> **Reading text**:

+===+

Friday, May 1, was a beautiful morning. The ocean was radiantly supercharged from the rainstorm the preceding afternoon and crystal-clear smooth from a cool, offshore breeze. How well I know and love these weather metrics!
Under normal circumstances, I would have pursued my swimming regimen: 350 strokes freestyle out, float, pause, somersault in about 10 feet of water a half-dozen times, 350 strokes parallel to the shore and then back to sun dry on a beach towel. Then I return home from my secluded spot, 2-plus miles past the catamaran hangar site at the north end of Delray Beach.
And, yes, I go on foot, along the shoreline. I enjoy the solitude my regimen provides. I stand about as much chance of catching the novel coronavirus en route as a snowball has of being made in hell.
The Gulf Stream police know who I am: A worried member of a nearby roofing crew summoned them because he spotted me so far out to sea swimming with joyful abandon.
Hey, bungee boarders, surfers, sailboarders, kayakers, fellow distance swimmers, snorkelers, paddleboarders: We’re “together, forever, as one!” to quote Chris Cuomo.
It ought to be readily apparent to the police, lifeguards and all others in positions of authority that the folk engaging in these activities, while doing so, pose no threat to social distancing. These are not contact sports, people!
And since we arrive accessorized for our chosen activity, we are readily discernible from the throngs who want to sunbathe, wade, socialize and party hearty. (Mind you, I’m not condemning anyone for that, but now we are living the “new normal.”)
Undeniably, tri-county South Floridians must heed concessions to their lifestyles. However, I was aghast to see people paddleboard and kayak in the Intracoastal Waterway, with the beach being a prohibited access to the ocean. The Intracoastal is neither a healthy nor safe place for those activities. I recently spotted the “beach closed” sign at the intersection of A1A and Woolbright — how draconian! The virus doesn’t care … people need to use good judgment and common sense to avoid it.
And finally, there is the sargassum seaweed cycle, which will soon head toward our local beaches. It’s part of the natural world here and we have to allow for it, unpleasant though it may be. The ocean beckons and we must make smart choices with regard to the health benefits it offers us.

+===+

> **Dataset extract**:
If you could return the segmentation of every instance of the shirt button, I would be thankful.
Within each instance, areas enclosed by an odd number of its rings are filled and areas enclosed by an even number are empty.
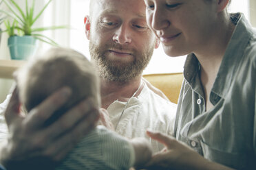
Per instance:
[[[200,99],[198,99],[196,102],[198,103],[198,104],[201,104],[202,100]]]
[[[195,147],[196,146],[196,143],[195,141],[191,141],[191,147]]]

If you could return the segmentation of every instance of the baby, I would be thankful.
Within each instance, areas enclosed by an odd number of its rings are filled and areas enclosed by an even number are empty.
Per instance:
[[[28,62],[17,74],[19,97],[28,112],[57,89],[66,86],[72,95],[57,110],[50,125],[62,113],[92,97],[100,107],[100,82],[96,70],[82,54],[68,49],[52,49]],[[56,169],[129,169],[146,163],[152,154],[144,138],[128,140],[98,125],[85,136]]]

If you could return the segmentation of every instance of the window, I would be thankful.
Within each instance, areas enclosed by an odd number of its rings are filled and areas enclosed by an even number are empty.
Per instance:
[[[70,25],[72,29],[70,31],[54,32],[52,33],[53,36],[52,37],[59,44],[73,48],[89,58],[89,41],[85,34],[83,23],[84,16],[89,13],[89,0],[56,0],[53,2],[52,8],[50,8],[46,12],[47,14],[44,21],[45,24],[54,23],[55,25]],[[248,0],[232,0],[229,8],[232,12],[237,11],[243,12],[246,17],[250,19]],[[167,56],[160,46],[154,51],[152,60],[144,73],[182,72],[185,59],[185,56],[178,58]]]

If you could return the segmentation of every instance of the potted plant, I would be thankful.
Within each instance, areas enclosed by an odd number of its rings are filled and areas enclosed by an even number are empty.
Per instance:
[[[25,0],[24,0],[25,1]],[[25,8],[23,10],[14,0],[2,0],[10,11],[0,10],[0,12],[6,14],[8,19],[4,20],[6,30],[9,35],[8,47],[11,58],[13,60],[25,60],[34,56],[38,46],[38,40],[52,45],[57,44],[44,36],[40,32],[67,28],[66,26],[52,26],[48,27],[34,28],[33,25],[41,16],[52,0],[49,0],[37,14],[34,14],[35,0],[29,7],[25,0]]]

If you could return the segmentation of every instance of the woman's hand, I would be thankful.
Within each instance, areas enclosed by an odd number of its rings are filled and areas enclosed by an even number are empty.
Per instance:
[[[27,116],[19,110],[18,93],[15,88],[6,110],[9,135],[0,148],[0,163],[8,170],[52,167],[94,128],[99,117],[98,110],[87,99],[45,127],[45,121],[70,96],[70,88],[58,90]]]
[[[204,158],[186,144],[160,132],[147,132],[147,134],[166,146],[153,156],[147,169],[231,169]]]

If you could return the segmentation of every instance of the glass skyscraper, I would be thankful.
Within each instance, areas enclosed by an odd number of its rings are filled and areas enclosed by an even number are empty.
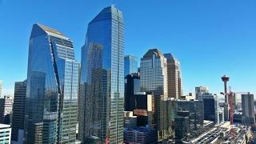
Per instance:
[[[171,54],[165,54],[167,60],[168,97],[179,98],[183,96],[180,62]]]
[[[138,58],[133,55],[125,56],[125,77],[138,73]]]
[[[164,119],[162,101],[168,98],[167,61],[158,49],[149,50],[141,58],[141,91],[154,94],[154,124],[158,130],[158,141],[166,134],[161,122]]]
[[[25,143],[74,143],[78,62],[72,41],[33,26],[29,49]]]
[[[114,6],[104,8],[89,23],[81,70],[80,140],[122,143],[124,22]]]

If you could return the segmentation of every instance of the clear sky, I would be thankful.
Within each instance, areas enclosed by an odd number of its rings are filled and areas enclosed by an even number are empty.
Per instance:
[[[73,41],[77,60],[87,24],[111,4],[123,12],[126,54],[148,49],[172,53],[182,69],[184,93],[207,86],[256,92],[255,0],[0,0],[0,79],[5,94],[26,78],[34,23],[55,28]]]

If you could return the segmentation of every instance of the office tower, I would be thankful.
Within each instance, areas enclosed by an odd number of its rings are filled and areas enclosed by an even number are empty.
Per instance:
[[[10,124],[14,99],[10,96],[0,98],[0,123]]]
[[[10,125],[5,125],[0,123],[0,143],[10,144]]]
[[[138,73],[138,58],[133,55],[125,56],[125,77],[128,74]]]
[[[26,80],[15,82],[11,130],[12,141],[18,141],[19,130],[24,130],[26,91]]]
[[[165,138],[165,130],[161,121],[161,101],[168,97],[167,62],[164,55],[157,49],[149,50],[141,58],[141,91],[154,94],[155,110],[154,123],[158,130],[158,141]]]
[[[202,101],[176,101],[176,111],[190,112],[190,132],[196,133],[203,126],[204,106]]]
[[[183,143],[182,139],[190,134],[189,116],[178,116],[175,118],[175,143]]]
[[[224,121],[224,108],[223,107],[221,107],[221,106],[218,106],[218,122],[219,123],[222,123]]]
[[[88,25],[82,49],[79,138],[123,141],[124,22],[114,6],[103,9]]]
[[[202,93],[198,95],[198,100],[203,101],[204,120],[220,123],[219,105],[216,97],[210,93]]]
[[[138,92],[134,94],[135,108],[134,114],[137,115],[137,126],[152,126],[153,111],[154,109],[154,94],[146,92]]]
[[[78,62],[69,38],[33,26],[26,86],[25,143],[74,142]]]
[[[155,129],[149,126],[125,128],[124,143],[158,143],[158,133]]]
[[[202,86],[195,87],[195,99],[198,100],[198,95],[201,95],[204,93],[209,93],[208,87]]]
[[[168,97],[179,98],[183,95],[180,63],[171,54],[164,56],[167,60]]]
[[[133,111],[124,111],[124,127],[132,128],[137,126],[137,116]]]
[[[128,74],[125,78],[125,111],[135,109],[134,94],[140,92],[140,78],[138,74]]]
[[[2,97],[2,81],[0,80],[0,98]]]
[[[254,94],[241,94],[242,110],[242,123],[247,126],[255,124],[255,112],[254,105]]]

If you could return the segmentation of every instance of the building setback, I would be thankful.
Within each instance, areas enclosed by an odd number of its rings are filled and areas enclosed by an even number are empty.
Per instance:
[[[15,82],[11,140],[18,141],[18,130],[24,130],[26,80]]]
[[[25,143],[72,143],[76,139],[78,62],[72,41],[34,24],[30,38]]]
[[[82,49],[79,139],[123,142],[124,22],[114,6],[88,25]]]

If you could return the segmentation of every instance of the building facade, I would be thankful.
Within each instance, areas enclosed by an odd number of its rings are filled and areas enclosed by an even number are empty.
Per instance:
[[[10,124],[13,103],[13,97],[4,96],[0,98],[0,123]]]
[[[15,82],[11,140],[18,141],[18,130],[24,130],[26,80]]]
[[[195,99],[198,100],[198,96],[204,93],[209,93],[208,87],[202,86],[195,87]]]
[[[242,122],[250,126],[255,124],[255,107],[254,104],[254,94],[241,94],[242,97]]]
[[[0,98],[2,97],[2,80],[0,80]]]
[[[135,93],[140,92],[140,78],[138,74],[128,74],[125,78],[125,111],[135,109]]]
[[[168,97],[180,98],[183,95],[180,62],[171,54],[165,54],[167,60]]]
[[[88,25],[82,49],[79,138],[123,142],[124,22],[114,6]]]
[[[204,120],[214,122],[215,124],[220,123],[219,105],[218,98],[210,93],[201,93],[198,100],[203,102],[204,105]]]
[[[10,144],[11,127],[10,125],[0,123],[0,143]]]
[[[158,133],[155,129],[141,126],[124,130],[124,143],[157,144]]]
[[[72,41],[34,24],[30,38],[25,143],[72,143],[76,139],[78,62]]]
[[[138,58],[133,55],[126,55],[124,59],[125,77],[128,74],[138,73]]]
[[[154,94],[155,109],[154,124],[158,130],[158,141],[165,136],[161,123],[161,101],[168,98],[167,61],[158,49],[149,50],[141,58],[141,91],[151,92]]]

+===+

> **Requirement**:
Could you retype the swimming column from "Hey, bungee boarders, surfers, sailboarders, kayakers, fellow" up to and including "quote Chris Cuomo."? Work from the swimming column alone and set the records aside.

> **Answer below**:
Hey, bungee boarders, surfers, sailboarders, kayakers, fellow distance swimmers, snorkelers, paddleboarders: We’re “together, forever, as one!” to quote Chris Cuomo.